GIVEN DATA:
»»
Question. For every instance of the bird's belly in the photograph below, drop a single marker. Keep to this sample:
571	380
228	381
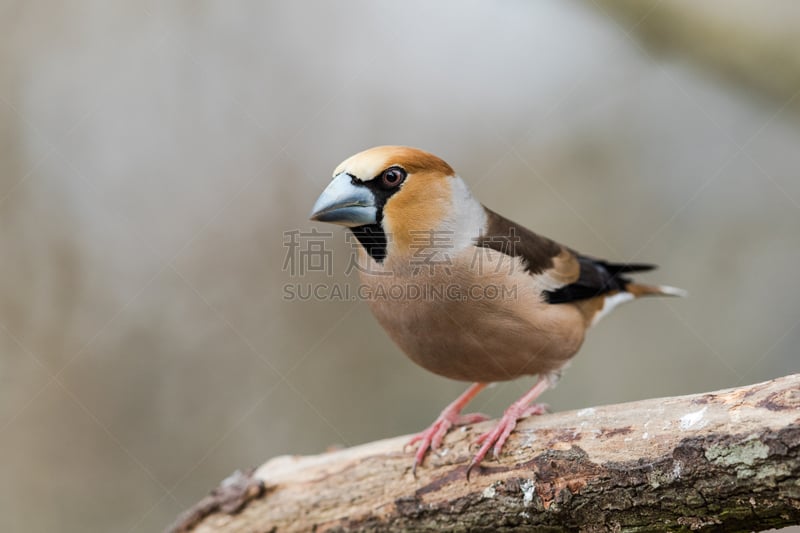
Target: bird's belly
482	339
««
WORK TO DO: Could you pull out all of the rows above and copy each one word for word, leaving the pictures out?

IN RESPONSE:
Question. For every instance of the bird's belly in the photograph below, drop a single marker. Keep to this sample:
571	380
228	381
Target: bird's belly
482	339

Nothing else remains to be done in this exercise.